## begin Text to read

Today’s Globe and Mail featured a column by Gary Mason on a world without oil.  “If you believe that the economy is structured in such a way that it needs to grow continually in order to survive,” it states, “then it will take an endless supply of energy to feed it. ” The article then raises the question,  “How does an economy grow exponentially forever if the one element it needs more than anything to flourish is contracting with time?” This is a common refrain from environmentalists such as David Suzuki (here, here, here and likely a thousand other places): “it’s absurd to rely on economies based on constant growth on a finite planet.” But, is it? I’ll have more on this at Macleans in a couple of days, but this will serve as a technical primer.

Intuitively, it sounds simple – if I use up a certain amount of a finite quantity each year, it will eventually run out. But that tells you that you can’t have constant or increasing resource extraction from a finite resource, it doesn’t tell you anything about what you do with the resources you extract, how productive they are, or whether or not they enable continued economic growth. It’s certainly possible to sustain exponential growth infinitely with finite resources, as long as productivity improves.

Let me take you through an example (this is a really basic model, but I’ve fit it with some reasonable numbers so its intuitive).  Suppose that gross world product (real, including all environmental costs) is given by 1450*R*X, where R is resource productivity and X is extraction.  If you use oil extraction as a proxy for resources, and we extract about 31.4 billion barrels of oil per year, and let R equal 1, you’ll get a gross world product of $45,515 billion, about the same as the CIA World Factbook estimate of 2012 gross world product. Let’s also suppose, for the sake of this argument, that the 1.8 trillion barrels of oil in current global reserves represents the sum total of all the oil which will ever be extracted – a finite resource.

## end Text to read
## begin Given data

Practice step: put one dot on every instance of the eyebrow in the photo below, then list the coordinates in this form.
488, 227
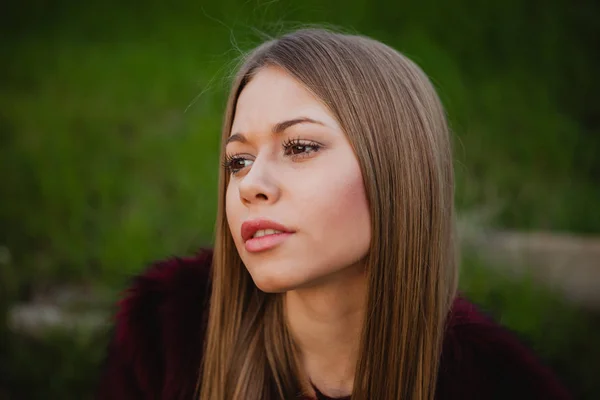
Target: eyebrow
278, 128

## end Given data

Challenges -
1) How many barrels of oil does the passage on economic growth and finite resources give as current global reserves?
2) Transcribe the passage on economic growth and finite resources, starting at "Today’s Globe and" and ending at "a technical primer.".
The listing is not needed here.

Per-task outputs -
1) 1.8 trillion barrels.

2)
Today’s Globe and Mail featured a column by Gary Mason on a world without oil.  “If you believe that the economy is structured in such a way that it needs to grow continually in order to survive,” it states, “then it will take an endless supply of energy to feed it. ” The article then raises the question,  “How does an economy grow exponentially forever if the one element it needs more than anything to flourish is contracting with time?” This is a common refrain from environmentalists such as David Suzuki (here, here, here and likely a thousand other places): “it’s absurd to rely on economies based on constant growth on a finite planet.” But, is it? I’ll have more on this at Macleans in a couple of days, but this will serve as a technical primer.